● **PAGE EXTRACT**
***
A semi-private nursing-home room in Oregon runs about $189,800 a year, among the highest in the nation and far more than most families can pay out of pocket for long. What makes nursing homes in Oregon affordable for most long-term residents is the Oregon Health Plan, the state's Medicaid program, which pays for nursing-facility care once a person meets the level-of-care and financial rules.
This guide covers what a nursing home is, how to check a facility's quality before you choose one, what it actually costs in Oregon, and how Medicaid pays for long-term care.
In This Guide
- Key Takeaways
- What a Nursing Home Is
- How to Check a Facility's Quality
- What a Nursing Home Costs in Oregon
- Does Medicaid Pay for Nursing Homes?
- Frequently Asked Questions
What a Nursing Home Is
In Oregon, a nursing home is a skilled nursing facility. It provides 24-hour licensed nursing care, help with daily activities like bathing and dressing, and rehabilitation services such as physical, occupational, and speech therapy. That round-the-clock nursing is the line that separates it from assisted living, which is built for people who need help with daily tasks but not constant skilled care. A nursing home exists for medical needs lighter settings can't meet, like managing a feeding tube, IV medications, or an open pressure wound.
***
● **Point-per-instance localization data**
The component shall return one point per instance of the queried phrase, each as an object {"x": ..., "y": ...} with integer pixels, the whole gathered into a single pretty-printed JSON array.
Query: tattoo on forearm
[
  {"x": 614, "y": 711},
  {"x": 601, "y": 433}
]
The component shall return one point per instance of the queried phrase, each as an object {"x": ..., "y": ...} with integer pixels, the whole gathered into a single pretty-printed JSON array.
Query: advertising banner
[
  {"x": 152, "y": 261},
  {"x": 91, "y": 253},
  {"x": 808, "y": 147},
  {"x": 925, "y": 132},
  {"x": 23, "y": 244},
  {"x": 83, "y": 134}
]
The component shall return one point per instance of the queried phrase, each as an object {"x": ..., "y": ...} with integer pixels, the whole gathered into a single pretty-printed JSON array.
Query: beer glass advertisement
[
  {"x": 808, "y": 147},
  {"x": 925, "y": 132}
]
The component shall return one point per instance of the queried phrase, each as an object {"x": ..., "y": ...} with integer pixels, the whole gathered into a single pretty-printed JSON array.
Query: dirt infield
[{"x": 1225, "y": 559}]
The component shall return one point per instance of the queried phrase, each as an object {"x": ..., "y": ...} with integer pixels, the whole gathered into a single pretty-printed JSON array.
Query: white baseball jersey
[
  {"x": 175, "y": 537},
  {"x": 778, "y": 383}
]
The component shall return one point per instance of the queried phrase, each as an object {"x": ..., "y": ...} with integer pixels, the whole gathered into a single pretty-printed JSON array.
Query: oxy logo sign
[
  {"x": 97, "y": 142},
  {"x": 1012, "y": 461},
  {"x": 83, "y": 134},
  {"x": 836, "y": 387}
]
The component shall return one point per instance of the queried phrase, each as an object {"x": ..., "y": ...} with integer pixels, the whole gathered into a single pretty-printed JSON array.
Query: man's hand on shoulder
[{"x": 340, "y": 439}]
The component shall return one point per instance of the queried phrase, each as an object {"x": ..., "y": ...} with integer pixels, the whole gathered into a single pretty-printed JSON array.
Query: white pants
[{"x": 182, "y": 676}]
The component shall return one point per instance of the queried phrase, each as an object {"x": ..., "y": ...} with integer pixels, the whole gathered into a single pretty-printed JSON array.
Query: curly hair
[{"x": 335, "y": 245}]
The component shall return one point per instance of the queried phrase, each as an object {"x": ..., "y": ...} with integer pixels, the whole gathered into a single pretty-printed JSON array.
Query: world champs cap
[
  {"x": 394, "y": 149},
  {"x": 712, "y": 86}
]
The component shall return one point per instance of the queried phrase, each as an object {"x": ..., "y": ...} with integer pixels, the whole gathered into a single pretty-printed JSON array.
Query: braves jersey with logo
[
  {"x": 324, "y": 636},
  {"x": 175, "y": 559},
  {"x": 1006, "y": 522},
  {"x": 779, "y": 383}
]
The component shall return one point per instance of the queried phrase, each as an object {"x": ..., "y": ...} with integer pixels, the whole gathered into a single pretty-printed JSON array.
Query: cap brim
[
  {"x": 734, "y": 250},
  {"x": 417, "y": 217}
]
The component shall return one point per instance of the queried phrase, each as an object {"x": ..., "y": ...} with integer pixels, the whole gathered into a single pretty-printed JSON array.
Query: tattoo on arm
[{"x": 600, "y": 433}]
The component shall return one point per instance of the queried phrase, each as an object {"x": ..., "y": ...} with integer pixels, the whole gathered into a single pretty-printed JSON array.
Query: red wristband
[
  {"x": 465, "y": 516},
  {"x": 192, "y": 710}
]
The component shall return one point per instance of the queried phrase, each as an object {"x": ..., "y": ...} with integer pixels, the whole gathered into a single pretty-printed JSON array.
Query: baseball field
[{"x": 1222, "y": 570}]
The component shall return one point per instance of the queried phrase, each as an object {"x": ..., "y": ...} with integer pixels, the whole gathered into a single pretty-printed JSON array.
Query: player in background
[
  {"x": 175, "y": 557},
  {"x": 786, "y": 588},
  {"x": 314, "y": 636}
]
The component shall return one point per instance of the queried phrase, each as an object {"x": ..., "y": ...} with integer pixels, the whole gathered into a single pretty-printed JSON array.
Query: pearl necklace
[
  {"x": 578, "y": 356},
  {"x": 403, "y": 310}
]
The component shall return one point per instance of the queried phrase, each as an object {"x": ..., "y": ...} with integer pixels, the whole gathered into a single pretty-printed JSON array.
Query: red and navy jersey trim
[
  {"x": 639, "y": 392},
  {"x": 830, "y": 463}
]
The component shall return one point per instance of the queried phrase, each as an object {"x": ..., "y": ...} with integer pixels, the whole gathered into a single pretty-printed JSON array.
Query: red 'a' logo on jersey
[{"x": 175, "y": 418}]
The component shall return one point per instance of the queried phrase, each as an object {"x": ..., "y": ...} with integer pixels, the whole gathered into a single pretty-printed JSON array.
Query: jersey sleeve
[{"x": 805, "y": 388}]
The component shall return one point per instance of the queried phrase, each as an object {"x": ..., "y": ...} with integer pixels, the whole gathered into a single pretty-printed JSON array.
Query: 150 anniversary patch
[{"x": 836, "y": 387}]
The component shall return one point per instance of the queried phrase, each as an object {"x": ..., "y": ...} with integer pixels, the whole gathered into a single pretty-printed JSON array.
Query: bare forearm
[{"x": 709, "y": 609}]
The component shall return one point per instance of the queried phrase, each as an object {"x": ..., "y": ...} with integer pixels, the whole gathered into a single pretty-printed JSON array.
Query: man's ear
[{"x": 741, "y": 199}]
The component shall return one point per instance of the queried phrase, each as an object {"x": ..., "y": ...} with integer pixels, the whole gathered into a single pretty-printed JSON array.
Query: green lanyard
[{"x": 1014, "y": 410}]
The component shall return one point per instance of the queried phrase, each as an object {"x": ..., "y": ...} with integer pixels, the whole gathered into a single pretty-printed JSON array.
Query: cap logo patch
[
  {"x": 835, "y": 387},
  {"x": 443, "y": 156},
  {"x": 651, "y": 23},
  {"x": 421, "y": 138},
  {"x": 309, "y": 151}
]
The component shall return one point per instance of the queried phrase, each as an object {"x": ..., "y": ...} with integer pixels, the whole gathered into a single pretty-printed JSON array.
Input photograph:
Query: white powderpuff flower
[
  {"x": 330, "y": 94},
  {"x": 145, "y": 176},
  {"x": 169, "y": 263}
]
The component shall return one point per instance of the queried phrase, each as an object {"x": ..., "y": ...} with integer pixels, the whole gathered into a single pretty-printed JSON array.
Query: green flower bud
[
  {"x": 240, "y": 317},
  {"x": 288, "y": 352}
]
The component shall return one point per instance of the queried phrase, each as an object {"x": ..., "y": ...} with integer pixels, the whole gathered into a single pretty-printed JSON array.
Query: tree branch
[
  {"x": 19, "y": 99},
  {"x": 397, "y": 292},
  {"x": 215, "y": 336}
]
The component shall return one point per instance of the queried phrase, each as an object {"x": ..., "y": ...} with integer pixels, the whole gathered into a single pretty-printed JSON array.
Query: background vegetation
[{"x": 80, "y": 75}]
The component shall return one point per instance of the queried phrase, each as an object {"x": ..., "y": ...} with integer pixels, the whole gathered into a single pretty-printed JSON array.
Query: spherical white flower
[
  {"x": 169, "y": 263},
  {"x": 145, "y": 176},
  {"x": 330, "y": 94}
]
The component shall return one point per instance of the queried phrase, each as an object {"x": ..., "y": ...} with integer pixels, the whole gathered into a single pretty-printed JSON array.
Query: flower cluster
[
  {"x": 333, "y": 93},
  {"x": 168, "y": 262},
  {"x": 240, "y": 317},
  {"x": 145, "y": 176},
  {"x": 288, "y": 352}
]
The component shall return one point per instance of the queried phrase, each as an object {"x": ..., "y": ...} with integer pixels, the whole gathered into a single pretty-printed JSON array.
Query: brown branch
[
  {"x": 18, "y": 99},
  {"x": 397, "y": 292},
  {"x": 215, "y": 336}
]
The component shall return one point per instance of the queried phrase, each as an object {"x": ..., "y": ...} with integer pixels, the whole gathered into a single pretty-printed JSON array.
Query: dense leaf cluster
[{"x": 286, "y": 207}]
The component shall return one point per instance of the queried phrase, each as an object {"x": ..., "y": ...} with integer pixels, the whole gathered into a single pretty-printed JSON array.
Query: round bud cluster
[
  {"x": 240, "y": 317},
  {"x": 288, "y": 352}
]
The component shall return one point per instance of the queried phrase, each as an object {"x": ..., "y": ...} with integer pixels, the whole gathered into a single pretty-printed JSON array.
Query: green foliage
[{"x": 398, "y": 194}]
***
● **LIST OF TASKS**
a - According to the nursing-home guide, about how much does a semi-private nursing-home room in Oregon cost per year?
b - Write out the part of the nursing-home guide starting at "This guide covers" and ending at "for long-term care.".

● **ANSWERS TO THE EXERCISE**
a - About $189,800 a year.

b -
This guide covers what a nursing home is, how to check a facility's quality before you choose one, what it actually costs in Oregon, and how Medicaid pays for long-term care.